[PROBLEM REQUIREMENTS] From the entries below, extract every line that contains the word "forehead" and reproduce each one in full.

[RECORDS PROVIDED]
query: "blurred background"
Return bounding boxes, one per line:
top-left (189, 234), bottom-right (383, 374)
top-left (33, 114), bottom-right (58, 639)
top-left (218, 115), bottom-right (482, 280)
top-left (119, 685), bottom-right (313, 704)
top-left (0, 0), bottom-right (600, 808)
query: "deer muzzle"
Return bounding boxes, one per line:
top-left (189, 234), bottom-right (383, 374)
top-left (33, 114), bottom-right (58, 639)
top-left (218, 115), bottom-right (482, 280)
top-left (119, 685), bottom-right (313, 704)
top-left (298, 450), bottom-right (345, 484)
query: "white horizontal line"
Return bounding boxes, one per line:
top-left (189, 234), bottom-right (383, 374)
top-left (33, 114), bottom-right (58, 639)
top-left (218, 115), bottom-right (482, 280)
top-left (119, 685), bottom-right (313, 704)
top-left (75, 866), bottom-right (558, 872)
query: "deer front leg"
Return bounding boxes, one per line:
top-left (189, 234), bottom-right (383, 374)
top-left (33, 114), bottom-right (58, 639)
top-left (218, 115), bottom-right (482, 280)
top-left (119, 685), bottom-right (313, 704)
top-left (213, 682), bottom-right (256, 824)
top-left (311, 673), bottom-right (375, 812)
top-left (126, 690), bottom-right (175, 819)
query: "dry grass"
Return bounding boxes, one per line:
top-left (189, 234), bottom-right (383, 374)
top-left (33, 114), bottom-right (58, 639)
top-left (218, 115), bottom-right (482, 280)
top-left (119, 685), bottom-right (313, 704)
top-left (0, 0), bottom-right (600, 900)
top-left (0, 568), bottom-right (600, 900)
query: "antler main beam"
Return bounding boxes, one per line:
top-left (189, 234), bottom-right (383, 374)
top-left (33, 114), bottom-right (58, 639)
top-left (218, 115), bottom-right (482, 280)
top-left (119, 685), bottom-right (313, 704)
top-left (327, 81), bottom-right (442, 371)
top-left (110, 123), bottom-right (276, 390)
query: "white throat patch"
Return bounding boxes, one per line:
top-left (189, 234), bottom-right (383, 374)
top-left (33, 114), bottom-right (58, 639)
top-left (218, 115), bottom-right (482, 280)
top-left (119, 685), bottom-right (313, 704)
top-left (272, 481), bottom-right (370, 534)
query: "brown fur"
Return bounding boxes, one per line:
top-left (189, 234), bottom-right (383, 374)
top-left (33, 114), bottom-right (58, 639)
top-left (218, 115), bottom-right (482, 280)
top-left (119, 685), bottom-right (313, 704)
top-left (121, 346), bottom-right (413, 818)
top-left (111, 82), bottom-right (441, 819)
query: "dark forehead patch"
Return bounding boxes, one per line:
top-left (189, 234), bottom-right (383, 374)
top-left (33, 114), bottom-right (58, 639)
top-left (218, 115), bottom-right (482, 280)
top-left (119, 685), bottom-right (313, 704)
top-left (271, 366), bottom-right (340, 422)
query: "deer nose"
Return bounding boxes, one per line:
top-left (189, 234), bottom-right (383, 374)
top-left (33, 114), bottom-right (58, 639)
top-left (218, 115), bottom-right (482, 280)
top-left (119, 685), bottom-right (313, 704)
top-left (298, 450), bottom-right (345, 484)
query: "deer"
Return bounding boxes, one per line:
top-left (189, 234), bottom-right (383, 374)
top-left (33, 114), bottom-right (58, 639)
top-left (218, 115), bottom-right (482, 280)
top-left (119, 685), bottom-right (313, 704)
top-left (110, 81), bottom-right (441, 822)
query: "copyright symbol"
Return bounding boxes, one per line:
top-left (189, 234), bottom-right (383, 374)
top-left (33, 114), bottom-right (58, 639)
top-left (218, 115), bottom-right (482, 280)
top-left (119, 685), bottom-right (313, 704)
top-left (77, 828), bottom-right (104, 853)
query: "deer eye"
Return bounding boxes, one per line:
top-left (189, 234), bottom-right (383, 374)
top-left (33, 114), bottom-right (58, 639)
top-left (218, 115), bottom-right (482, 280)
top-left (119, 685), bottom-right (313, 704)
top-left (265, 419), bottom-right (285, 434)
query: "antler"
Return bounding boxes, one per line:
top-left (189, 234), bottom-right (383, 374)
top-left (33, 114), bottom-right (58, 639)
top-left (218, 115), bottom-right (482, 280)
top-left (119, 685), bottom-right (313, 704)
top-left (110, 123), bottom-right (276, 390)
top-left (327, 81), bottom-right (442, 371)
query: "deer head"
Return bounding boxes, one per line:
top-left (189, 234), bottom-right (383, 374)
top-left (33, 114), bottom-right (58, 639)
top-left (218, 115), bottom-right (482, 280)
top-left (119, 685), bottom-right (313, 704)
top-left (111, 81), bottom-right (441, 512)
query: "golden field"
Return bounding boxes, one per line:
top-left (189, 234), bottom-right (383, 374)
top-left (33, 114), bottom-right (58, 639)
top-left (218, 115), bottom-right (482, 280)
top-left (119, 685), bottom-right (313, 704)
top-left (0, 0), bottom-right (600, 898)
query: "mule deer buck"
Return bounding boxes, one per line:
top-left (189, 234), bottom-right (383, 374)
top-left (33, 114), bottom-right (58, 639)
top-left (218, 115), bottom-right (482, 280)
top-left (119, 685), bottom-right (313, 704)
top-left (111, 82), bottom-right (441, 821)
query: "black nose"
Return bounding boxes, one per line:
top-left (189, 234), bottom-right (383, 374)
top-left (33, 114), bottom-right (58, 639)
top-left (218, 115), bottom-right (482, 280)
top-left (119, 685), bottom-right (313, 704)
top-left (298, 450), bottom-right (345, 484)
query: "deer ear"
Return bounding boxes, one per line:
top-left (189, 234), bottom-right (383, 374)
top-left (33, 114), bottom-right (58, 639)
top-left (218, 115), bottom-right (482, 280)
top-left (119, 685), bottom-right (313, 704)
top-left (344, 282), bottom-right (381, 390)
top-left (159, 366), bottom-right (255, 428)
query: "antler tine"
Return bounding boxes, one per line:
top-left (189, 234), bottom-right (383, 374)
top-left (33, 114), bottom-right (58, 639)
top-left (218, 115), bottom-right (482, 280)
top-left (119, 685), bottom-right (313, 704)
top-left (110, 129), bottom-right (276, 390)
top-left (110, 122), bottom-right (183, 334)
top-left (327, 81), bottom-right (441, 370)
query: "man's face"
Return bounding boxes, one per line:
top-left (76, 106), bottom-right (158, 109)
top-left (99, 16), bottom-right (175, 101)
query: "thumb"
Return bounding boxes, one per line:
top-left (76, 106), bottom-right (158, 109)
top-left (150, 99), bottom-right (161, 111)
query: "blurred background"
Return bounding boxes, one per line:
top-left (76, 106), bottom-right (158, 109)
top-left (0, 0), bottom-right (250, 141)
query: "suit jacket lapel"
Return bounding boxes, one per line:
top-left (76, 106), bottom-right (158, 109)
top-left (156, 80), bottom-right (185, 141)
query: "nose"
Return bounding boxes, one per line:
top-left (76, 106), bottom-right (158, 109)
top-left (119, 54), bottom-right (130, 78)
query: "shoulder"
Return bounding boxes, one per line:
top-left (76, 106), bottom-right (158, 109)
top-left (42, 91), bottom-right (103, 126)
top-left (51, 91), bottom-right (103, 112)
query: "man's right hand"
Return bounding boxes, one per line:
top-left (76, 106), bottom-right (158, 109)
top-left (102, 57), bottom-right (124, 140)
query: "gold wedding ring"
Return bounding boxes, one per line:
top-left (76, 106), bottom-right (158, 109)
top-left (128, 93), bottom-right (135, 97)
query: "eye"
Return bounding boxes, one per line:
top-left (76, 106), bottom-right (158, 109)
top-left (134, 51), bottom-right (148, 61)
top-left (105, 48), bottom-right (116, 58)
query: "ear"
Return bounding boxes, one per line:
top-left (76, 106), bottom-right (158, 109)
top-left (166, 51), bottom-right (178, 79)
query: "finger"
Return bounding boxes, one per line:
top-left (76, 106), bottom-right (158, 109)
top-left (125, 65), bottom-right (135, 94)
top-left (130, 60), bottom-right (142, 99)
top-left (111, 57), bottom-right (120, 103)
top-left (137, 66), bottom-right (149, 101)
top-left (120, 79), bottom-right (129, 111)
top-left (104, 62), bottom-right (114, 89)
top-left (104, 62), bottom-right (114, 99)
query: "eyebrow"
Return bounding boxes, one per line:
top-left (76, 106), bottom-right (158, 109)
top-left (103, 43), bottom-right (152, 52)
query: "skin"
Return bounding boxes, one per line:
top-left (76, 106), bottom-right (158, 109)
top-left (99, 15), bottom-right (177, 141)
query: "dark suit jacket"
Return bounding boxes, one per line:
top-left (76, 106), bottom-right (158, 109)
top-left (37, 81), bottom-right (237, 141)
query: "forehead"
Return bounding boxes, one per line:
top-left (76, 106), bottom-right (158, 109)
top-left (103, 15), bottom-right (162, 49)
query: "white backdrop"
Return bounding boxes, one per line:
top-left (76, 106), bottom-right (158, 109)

[THE SOLUTION]
query: "dark forehead patch"
query: "forehead"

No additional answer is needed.